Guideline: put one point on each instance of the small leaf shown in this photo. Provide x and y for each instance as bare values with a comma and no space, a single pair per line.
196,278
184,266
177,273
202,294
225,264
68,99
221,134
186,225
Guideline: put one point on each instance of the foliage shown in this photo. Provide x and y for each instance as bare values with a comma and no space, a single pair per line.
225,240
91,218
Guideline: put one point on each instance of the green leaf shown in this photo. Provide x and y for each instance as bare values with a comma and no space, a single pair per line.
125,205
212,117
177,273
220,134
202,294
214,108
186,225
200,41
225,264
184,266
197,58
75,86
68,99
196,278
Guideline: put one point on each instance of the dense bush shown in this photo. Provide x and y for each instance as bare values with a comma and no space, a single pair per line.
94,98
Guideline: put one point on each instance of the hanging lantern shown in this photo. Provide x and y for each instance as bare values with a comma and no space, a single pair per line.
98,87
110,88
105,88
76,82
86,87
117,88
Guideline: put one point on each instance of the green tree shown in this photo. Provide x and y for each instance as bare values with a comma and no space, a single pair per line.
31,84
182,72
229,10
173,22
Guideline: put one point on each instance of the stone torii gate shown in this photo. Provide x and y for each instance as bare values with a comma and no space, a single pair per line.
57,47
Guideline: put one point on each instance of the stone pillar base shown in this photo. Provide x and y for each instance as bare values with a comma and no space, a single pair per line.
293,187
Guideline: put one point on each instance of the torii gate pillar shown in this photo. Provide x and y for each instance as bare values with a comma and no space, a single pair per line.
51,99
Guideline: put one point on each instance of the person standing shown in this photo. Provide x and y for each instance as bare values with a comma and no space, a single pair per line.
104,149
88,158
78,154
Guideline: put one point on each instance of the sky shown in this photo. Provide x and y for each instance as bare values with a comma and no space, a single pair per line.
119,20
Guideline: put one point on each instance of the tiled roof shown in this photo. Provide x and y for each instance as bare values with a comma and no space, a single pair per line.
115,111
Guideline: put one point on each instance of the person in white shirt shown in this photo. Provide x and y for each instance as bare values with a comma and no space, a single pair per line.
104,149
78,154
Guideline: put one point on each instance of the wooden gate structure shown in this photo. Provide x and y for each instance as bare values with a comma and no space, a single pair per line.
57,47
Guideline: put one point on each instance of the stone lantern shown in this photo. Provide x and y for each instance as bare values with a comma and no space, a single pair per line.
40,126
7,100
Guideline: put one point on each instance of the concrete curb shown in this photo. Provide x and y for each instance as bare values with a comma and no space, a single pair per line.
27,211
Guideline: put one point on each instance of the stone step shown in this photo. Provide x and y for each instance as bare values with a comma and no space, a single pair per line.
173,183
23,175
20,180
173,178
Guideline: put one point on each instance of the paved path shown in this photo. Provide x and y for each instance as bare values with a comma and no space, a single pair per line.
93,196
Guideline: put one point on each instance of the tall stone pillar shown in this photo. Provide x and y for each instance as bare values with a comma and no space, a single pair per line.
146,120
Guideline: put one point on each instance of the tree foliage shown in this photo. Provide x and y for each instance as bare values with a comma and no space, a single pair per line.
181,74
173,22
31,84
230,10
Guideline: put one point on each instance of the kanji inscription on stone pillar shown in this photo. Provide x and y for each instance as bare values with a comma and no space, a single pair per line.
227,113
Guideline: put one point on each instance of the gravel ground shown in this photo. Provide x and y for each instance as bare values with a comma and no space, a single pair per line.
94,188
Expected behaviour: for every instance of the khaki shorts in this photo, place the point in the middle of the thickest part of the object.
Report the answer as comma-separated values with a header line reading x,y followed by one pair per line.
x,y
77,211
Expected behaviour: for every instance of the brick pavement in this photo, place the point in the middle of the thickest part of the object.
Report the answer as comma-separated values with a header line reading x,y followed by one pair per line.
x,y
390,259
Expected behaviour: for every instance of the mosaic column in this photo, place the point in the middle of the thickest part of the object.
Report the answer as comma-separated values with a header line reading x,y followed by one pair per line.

* Exercise: Copy out the data shown above without altering anything.

* Solution for this problem:
Guideline: put one point on each instance of the small leaf shown in this photo. Provide x and y for each instance as bare values with a comma and no space, a single pair per line.
196,278
184,266
177,273
202,294
225,264
68,99
221,134
186,225
Guideline: put one point on each instance of the foliage shown in this photo. Provide x and y for each instance as bare values with a comma and no space, a single pair per line.
225,240
91,218
Guideline: put one point on each instance of the green leaf shown in this photo. Provide x and y for each instance as bare values with a comma and no space, a single pair per line.
125,205
212,117
177,273
220,134
202,294
214,108
186,225
200,41
225,264
184,266
197,58
75,86
68,99
196,278
Guideline: put one point on each instance of the dense bush shown in this photo. Provide x and y for each instance as bare values with a comma and no space, a single pair per line.
94,98
Guideline: put one point on each instance of the hanging lantern shown in this photo. Provide x and y for each instance as bare values with a comma and no space, a single pair per line.
98,87
110,88
105,88
76,82
86,87
117,88
Guideline: put one point on each instance of the green tree shown in this photo. Provide x and y for each instance as bare values with a comma and no space, a single pair per line.
31,84
182,72
229,10
173,22
Guideline: put one point on each instance of the stone torii gate shown in this photo. Provide x and y for each instance as bare values with a comma and no space, a single pair per line.
57,47
Guideline: put one point on each instance of the stone pillar base shown in this photo. Provide x and y for each instance as bare values with a comma and no space, a single pair per line.
293,187
Guideline: put one point on each instance of the torii gate pillar shown in this photo. Provide x and y for each instance as bare values with a comma and no space, a single pair per line.
51,99
Guideline: put one point on each instance of the person standing shown in this photo. Provide x and y for each instance as bare values with a comma and no space, a single pair per line.
104,149
88,158
78,154
Guideline: put one point on each instance of the sky shown in this photo. Provide x and y for each instance as bare values with a comma and no space, a single pair per line.
119,20
Guideline: put one point on each instance of the tiled roof shown in this photo. Provide x and y for each instance as bare values with a comma and no space, a single pair per line.
115,111
Guideline: put one point on each instance of the person in white shirt shown in this photo. Provide x and y for each instance as bare values with a comma and no space, a single pair per line.
104,149
78,154
Guideline: put one point on each instance of the wooden gate structure shown in this photo. Provide x and y for each instance as bare values with a comma and no space, a single pair per line.
57,47
Guideline: put one point on each instance of the stone lantern shown in this photo. Provide x and y for each instance as bare values with a comma and no space, a single pair per line.
40,126
7,100
Guideline: put one point on each instance of the concrete curb shown in this photo. Provide x and y for each instance as bare values with a comma and no space, a single pair per line.
27,211
Guideline: put one point on each instance of the stone step shown in this photo. Provide x and y for each instance as bare values with a comma and no space, a single pair per line.
173,183
23,175
20,180
173,178
Guideline: put one point on each instance of the paved path shown in this photo. Provide x and y for each instance as bare values with a comma and no space, a single pair per line.
93,196
Guideline: put one point on each instance of the tall stone pillar shown in this photo. Provide x and y for each instance as bare values with a comma and no space, a single pair per line.
146,120
Guideline: put one point on each instance of the tree foliage shown in this photo. Provide x and y for each instance as bare values with a comma and no space, a single pair per line.
181,74
173,22
31,84
230,10
Guideline: put one point on each instance of the kanji inscription on stone pillar shown in this photo. Provide x and y for each instance as bare values with a comma and no space, a single pair per line.
227,113
Guideline: put one point on each instance of the gravel ground shown in this photo. Provide x and y for each instance as bare values with a comma and no space, a single pair per line.
94,188
Expected behaviour: for every instance of the khaki shorts in this photo, place the point in the middle of the thickest part of the object.
Report the answer as comma-separated values with a header line reading x,y followed by one pair per line.
x,y
77,211
Expected behaviour: for every instance of the brick pavement in this photo, place the point in the middle of the thickest part of the object.
Report the answer as comma-separated values with a header line reading x,y followed by one pair per line.
x,y
390,259
Expected behaviour: for every instance of the mosaic column in this photo, place the point in the middle of the thickest part of the object.
Report the answer as comma-separated values with a header line reading x,y followed by one pair per line.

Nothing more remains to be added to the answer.